Tasks to perform:
1. In the text about Eric's falling-out with his partners, what did the partners say the missing contract proved?
2. Write the next part of the text about Eric's falling-out with his partners, starting right after its last sentence.

Passage to read:

□ □ □ □ □ □ □

Eric’s approach of reconciling two such different philosophies has been mostly successful. Yet, sometimes his embracing of Ukrainian methods of business methods has rebounded on him. Eric never signs contracts with partners here, having stated in the past that, in Ukraine, they mean nothing. Yet, in 2006, when partners Vladyslav Maksimov, Oleksandr Trush and Vitaliy Dubenko conspired to force Eric out of the partnership, they seized on the lack of contract as evidence that Eric had only ever been employed as a bar manager, stating that if otherwise, then he as a German would have had contractual evidence. I ask Eric about that: “The contract situation there is academic; they wanted to screw me – they’dve equally done so with any number of signed pieces of paper.” I ask Eric why they had wanted this. “Purely money. They wanted to keep pushing the prices up, and I was the one telling them not to do that. So, they came to see me as a barrier to them making more money, when in reality I was what was keeping them in business.

□ □ □ □ □ □ □

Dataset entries
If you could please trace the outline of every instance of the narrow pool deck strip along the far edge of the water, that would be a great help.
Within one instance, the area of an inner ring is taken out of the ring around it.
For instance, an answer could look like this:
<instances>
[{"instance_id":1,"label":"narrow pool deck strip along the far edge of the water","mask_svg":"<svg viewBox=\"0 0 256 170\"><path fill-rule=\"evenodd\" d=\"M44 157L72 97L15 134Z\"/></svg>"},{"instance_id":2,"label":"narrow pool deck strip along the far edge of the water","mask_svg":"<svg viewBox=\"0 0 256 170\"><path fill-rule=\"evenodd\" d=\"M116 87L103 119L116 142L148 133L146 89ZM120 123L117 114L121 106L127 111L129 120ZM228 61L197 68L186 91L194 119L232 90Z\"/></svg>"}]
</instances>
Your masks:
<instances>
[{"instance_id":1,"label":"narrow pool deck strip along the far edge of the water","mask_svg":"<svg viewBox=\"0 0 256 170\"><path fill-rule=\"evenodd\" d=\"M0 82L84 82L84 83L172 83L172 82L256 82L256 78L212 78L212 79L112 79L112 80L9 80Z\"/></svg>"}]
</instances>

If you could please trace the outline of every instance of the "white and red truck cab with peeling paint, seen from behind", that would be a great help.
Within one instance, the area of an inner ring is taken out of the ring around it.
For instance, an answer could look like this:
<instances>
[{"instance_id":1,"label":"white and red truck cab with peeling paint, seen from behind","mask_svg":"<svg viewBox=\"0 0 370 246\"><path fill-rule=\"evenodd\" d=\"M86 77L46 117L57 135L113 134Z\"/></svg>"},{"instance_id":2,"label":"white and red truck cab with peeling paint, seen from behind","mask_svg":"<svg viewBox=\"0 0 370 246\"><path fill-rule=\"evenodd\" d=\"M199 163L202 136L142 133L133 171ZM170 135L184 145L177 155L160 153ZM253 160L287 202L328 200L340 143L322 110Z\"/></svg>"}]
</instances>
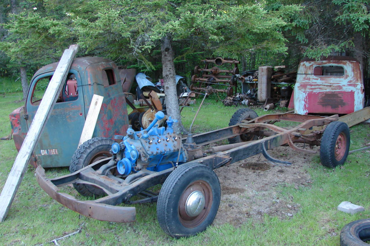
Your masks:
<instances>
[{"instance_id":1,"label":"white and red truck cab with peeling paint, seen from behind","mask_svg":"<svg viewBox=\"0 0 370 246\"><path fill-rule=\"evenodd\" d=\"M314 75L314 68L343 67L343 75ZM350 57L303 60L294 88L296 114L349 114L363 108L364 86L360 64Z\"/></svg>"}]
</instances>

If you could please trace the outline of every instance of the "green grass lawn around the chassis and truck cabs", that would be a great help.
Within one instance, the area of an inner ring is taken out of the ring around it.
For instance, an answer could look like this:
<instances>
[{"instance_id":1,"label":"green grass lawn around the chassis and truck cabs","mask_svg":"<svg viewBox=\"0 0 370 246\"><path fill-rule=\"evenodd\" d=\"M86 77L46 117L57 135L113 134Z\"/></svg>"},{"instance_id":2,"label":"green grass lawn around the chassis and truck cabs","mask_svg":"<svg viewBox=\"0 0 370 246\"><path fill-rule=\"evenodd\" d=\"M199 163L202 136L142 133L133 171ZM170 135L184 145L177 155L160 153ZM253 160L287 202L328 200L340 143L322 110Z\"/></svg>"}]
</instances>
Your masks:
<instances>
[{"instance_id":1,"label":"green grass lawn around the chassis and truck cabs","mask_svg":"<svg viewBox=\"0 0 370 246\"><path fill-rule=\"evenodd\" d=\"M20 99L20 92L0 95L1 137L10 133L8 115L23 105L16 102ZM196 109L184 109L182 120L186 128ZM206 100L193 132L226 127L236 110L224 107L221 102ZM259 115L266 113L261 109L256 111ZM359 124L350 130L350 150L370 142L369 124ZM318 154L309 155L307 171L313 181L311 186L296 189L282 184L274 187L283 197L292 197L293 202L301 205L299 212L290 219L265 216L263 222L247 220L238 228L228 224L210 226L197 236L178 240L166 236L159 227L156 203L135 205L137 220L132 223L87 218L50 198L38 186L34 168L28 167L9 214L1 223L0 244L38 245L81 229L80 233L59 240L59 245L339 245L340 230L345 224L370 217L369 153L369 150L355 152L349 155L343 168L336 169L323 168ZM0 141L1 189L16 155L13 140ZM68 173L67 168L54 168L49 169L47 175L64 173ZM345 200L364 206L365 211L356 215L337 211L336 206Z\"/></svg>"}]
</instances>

□ □ □ □ □ □ □

Results for each task:
1. They said it showed Eric had only ever been employed as a bar manager.

2.
None of the establishments have been as successful since they forced me out, many have closed.” I ask Eric about Ukrainian business partners, and he sighs: “Well, it’s a difficult situation, you need a Ukrainian business partner to smooth over things here with the authorities, yet they can get greedy quite quickly, and be ruthless when it comes to getting money.” Eric then went into business with New Zealander Ken Carter, running the ill-fated Tapas Bar in Kiev in 2007. Carter launched a legal action, and claimed that Aigner defrauded him of $42,500, even suing Eric in court for that sum. Aigner denies those charges: “We were in business together, the business was going well, then he decided to take over, to meddle, and he ran it into the ground. I’m not going to subsidise him for that.”
After Kiev, Eric headed to Odessa, running a Nut, which he reports: “that was hugely successful, more than my wildest dreams.” And then, as he relays, when the managing partner’s wife went away on a business seminar and, in Aigner’s words “came back thinking she owned the place and wanting to control everything”, Eric and his Odessa Nut were over. After this, he simply went to work in a pub there as a barman: “People would see me there and say ‘Eric, you are running a new bar!’, to which I’d reply ‘No, I just work here’, but they wouldn’t believe me.” In addition to that, Eric wrote a book (in Russian) called Mein Quest about his life in the former Soviet Union, dating to his business travels in Russia of the early 1990s. Then, an offer came to return to a Kiev, which seemed happy to have him back, with the stage set for a successful comeback.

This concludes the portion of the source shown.